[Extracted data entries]
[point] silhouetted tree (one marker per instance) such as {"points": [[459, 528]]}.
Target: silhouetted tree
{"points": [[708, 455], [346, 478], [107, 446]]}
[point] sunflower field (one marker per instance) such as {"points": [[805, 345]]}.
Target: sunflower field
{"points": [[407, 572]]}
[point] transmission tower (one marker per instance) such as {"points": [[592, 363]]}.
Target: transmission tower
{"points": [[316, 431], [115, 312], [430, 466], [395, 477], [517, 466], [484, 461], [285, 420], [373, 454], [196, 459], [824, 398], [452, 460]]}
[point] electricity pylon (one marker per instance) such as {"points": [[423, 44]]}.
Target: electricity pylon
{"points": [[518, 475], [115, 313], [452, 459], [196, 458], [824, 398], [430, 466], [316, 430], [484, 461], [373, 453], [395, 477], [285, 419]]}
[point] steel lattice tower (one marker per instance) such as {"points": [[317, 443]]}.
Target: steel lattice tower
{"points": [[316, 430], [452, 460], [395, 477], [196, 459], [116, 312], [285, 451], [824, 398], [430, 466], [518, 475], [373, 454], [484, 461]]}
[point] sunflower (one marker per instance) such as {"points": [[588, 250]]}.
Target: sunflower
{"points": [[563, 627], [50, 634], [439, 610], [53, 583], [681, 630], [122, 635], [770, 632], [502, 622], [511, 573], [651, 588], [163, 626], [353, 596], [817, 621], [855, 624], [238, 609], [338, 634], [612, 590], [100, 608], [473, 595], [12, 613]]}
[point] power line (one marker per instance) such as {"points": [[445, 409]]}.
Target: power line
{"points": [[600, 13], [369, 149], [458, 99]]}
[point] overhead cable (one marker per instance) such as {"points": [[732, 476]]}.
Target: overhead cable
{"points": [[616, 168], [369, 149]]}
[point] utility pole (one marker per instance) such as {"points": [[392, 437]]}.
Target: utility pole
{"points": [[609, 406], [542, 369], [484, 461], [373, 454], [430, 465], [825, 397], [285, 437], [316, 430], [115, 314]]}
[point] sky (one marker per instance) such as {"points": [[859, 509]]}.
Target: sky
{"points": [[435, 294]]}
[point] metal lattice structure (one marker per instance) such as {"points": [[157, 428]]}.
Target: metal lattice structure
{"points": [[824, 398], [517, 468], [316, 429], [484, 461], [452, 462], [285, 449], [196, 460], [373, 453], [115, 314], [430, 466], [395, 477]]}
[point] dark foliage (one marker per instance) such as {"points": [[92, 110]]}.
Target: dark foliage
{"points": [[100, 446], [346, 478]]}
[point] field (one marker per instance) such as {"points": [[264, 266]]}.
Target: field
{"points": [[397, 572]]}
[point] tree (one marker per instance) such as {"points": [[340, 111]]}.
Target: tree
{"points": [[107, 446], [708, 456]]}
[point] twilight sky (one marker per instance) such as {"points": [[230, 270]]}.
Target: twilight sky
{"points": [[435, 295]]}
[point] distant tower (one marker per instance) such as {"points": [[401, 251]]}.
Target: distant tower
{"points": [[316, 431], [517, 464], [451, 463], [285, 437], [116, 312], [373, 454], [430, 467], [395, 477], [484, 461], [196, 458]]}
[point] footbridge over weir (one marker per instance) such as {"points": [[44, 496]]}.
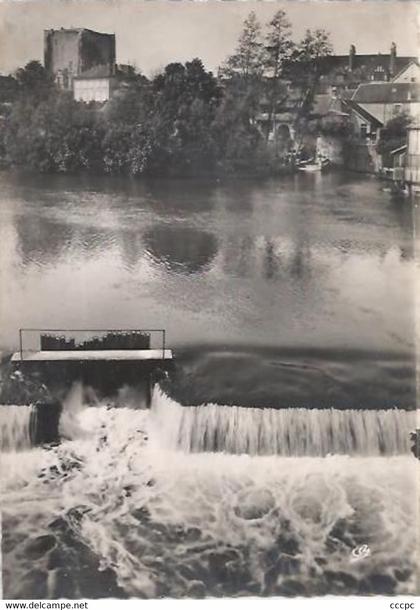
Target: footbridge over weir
{"points": [[104, 359]]}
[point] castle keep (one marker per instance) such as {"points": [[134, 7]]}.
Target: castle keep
{"points": [[69, 53]]}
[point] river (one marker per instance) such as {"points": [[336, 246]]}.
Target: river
{"points": [[294, 294]]}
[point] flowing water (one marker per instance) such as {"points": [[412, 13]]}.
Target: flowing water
{"points": [[282, 446], [158, 519]]}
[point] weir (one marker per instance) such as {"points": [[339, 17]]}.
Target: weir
{"points": [[104, 359]]}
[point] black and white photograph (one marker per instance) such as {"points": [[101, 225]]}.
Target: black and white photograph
{"points": [[209, 301]]}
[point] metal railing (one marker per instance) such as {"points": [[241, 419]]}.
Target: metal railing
{"points": [[93, 330]]}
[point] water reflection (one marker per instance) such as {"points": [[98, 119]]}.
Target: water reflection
{"points": [[181, 249], [317, 260]]}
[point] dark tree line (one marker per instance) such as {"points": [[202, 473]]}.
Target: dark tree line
{"points": [[183, 121]]}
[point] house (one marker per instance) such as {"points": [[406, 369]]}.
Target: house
{"points": [[385, 101], [68, 53], [412, 169], [347, 72], [409, 74], [365, 125]]}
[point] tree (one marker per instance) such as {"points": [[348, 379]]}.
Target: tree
{"points": [[278, 51], [307, 64], [243, 71], [247, 62], [394, 134], [34, 81]]}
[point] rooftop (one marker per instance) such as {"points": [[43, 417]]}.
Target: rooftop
{"points": [[387, 93]]}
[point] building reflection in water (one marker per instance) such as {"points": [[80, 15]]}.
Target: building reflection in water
{"points": [[181, 249]]}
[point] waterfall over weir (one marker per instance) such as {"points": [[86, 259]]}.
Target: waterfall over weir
{"points": [[17, 426], [287, 432]]}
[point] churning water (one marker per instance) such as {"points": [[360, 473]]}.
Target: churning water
{"points": [[16, 424], [288, 432], [131, 505]]}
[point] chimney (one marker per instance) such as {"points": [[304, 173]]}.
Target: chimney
{"points": [[352, 55], [392, 59]]}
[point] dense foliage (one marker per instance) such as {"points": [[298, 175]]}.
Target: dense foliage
{"points": [[394, 134]]}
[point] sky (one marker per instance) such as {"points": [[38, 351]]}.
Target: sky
{"points": [[152, 33]]}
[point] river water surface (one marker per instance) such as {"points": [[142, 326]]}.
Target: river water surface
{"points": [[296, 295]]}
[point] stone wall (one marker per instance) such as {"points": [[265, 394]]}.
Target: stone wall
{"points": [[69, 53]]}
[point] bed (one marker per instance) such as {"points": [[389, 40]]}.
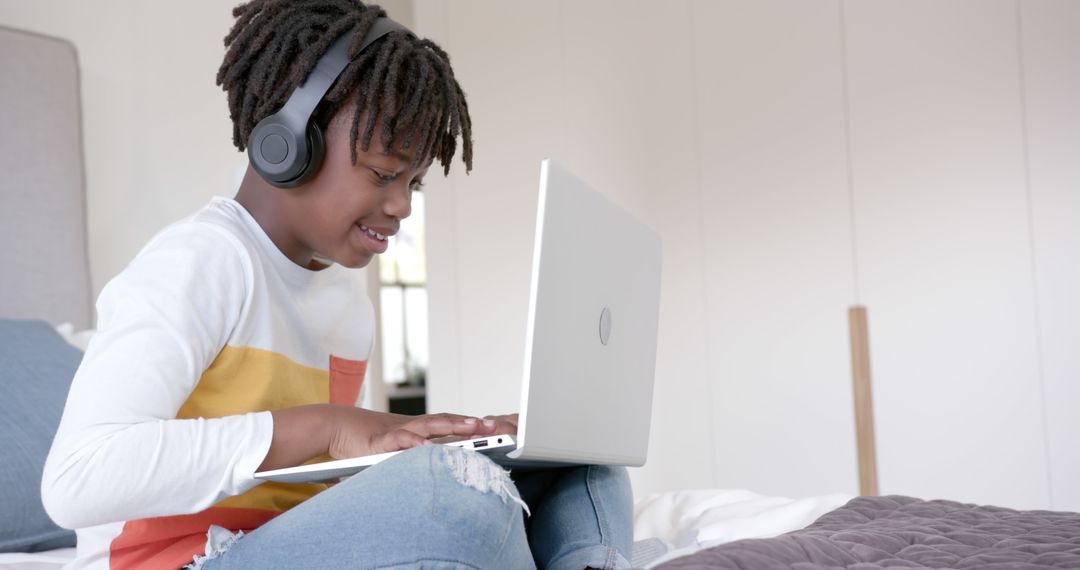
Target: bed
{"points": [[45, 312]]}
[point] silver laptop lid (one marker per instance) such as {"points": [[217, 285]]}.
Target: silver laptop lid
{"points": [[591, 341]]}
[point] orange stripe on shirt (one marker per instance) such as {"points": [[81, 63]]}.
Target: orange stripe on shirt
{"points": [[173, 541]]}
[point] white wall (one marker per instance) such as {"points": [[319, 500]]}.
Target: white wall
{"points": [[797, 158], [157, 133]]}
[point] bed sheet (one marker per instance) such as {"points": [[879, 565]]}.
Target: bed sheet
{"points": [[666, 525]]}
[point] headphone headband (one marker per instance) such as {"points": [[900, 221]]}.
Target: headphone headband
{"points": [[286, 147]]}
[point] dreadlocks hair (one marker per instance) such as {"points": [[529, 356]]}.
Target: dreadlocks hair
{"points": [[404, 81]]}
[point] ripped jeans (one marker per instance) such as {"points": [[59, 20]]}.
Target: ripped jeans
{"points": [[442, 506]]}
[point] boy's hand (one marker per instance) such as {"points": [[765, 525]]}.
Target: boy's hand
{"points": [[505, 424], [359, 432]]}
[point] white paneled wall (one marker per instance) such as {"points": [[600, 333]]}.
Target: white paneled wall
{"points": [[796, 157], [1051, 65], [944, 249], [777, 244]]}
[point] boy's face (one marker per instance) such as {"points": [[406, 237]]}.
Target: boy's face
{"points": [[341, 209]]}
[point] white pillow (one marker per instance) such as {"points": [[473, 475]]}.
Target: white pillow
{"points": [[78, 339]]}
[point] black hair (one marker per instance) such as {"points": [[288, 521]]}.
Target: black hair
{"points": [[402, 80]]}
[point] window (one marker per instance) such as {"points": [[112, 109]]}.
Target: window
{"points": [[403, 306]]}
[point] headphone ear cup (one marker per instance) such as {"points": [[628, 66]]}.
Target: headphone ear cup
{"points": [[316, 149]]}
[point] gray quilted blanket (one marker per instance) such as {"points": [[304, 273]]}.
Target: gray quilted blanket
{"points": [[877, 532]]}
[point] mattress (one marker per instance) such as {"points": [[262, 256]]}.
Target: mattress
{"points": [[878, 532]]}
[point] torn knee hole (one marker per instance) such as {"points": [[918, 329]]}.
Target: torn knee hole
{"points": [[475, 471]]}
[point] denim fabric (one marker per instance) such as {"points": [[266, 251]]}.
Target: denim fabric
{"points": [[439, 506]]}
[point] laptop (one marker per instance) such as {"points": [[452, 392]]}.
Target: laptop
{"points": [[590, 347]]}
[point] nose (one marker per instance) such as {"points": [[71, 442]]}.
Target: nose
{"points": [[399, 202]]}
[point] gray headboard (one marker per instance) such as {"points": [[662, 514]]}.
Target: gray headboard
{"points": [[44, 271]]}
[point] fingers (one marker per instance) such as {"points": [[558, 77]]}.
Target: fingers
{"points": [[396, 439], [444, 424]]}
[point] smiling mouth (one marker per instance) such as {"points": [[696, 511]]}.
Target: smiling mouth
{"points": [[373, 233]]}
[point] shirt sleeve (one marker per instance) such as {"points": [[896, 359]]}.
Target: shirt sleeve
{"points": [[119, 452]]}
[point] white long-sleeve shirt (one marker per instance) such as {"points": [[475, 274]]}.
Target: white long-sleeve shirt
{"points": [[208, 328]]}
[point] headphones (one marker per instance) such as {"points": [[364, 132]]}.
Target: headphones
{"points": [[286, 148]]}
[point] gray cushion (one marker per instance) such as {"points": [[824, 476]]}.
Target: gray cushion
{"points": [[36, 370], [42, 202]]}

- **Exercise brief**: Change "headphones" to "headset" in the rows from the line with "[point] shirt sleeve" through the end of the rows. Give those lines again with everything else left as it is.

- **Final answer**:
[point] shirt sleeve (one marker per instance) such as {"points": [[896, 359]]}.
Target: shirt sleeve
{"points": [[119, 452]]}
[point] white long-sleeve shirt (one marker per instance) such as {"points": [[475, 274]]}.
Target: white long-sleeve shirt
{"points": [[208, 328]]}
[point] headset (one marker per instance) such as {"points": [[364, 132]]}.
Target: headset
{"points": [[286, 148]]}
[point] gray cushion (one marker per instance) such as {"points": [[824, 476]]}.
Target: gray cushion
{"points": [[36, 370], [42, 202]]}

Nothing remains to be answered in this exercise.